Maurice Manesburg: Mr. Westinghouse, I saw in The World Mr. Edison’s new electric system is significantly cheaper than gas. Does that keep you up at night?
George Westinghouse: There’s always more to see.


George Westinghouse: Edison says he’s months away from lighting up the world.
Franklin Pope: It is impressive, but trust me, it’s ten years away from being practical.
George Westinghouse: The papers make it sound as though this is something different. A miracle. As if you started to levitate off the carpet. I’d love to meet him. Could you arrange it?
Franklin Pope: It’s been several years…
George Westinghouse: A dinner. Comfortable. Elegant. Substantive.
Franklin Pope: Edison can’t be bothered to tie his shoes, let alone attend a social event.
George Westinghouse: Perhaps you’re right. But try anyway.


[referring to Edison]
Franklin Pope: Don’t let him agitate you. This is how he is. Before he was a wizard, I let him live in my basement. My wife wouldn’t have him at the table with us unless he cleaned himself. And, boy, given the ultimatum, the man ate alone.
George Westinghouse: How does he work?
Franklin Pope: You want to know his secret? He engineers his own reality, and he looks for needles in haystacks.

▸ Collected material
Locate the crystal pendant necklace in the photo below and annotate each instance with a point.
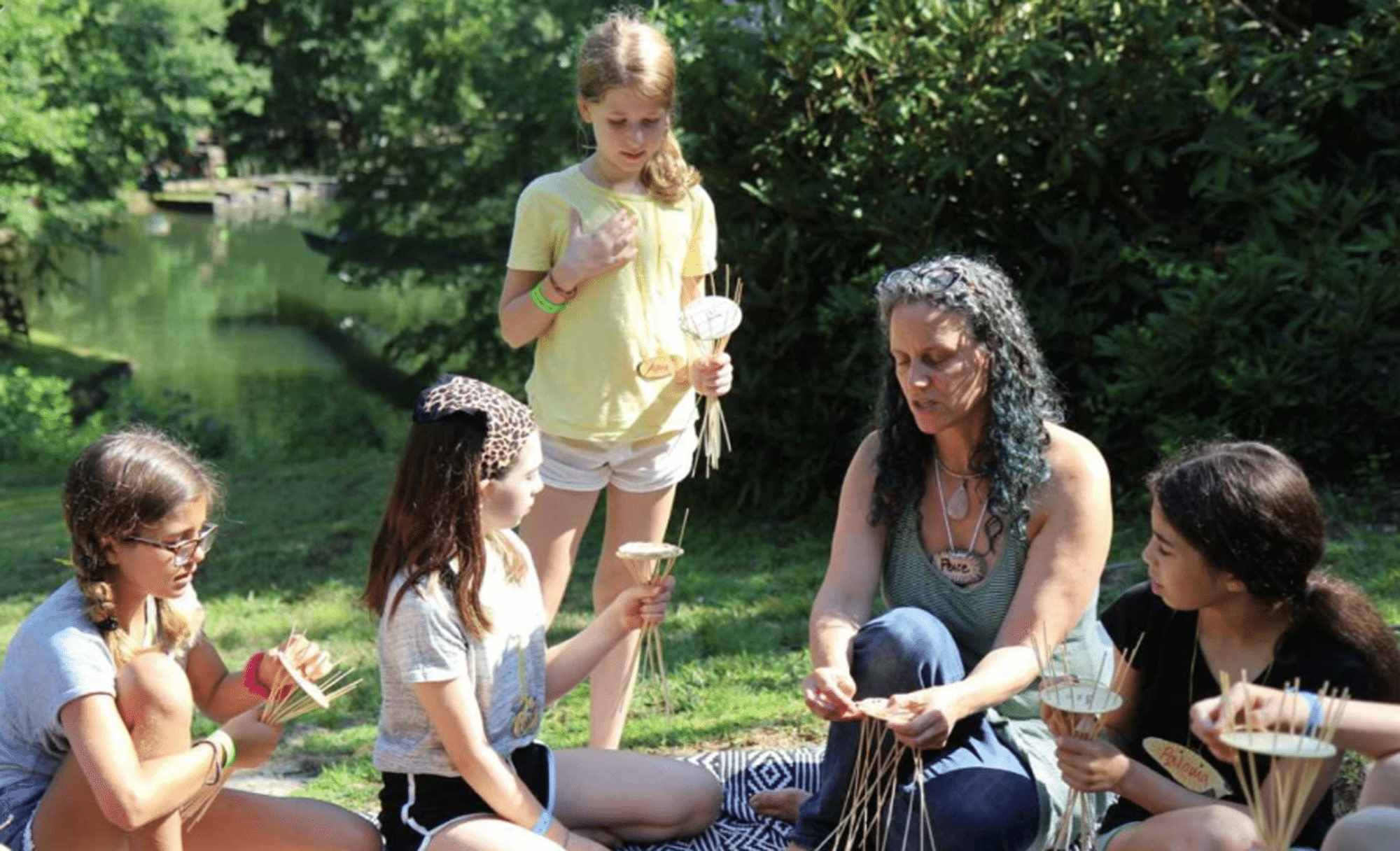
(958, 503)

▸ Request 1
In the Westinghouse dialogue, how far from practical does Franklin Pope say Edison's system is?
▸ Request 2
Duplicate the Westinghouse dialogue between "Franklin Pope: It’s" and "needles in haystacks.", inclusive.
▸ Request 3
Pick up the Westinghouse dialogue after its last line and keep it going.
The material above comes from a separate source.

▸ Answer 1
Ten years away.

▸ Answer 2
Franklin Pope: It’s been several years…
George Westinghouse: A dinner. Comfortable. Elegant. Substantive.
Franklin Pope: Edison can’t be bothered to tie his shoes, let alone attend a social event.
George Westinghouse: Perhaps you’re right. But try anyway.


[referring to Edison]
Franklin Pope: Don’t let him agitate you. This is how he is. Before he was a wizard, I let him live in my basement. My wife wouldn’t have him at the table with us unless he cleaned himself. And, boy, given the ultimatum, the man ate alone.
George Westinghouse: How does he work?
Franklin Pope: You want to know his secret? He engineers his own reality, and he looks for needles in haystacks.

▸ Answer 3
George Westinghouse: But how does he know there’s a needle in the hay to begin with?
Franklin Pope: He doesn’t. Neither do you. But he’s so determined not to be the second person to find it, that he’ll go stalk by stalk on a what-do-you-know. I will say one good thing about him. He could be the richest man on earth, but he doesn’t give a damn about money.
George Westinghouse: What does he give a damn about?


[Morgan calls Edison]
J.P. Morgan: You want half a million dollars, you make me something with your name on it that I can sell to General Sherman.
Thomas Edison: Counteroffer. How about I don’t give you what you want, but you give me everything I want?
[ends the call]
Thomas Edison: We are going to be big, big, big!


[addressing the crowd at the New York Stock Exchange]
Thomas Edison: Look, I’ve got to be honest. This might not work. Conventional wisdom has it, if you think you’re going to fall flat on your face, better not do it in front of a crowd.
[the crowd laughs]
Thomas Edison: Tonight, things could change. I hope they do. And if they do, they’ll change there, and there.
[points to the two buildings]
Thomas Edison: My boys and I caught in a jar what before now has only flashed across the night sky. What say we unscrew the lid and see what happens?
[the crowd cheers]


[referring to Westinghouse]
Thomas Edison: How did he get the bulbs?
[his team is silent]
Thomas Edison: What a roaring silence from the brightest minds of America.
Lewis Latimer: He’s using Hiram’s design.
Thomas Edison: Which Hiram stole from me! Sue him.
Lewis Latimer: We did. The court upheld his patent.


Thomas Edison: Look, Westinghouse will never have a complete system. He can’t even power a sewing machine.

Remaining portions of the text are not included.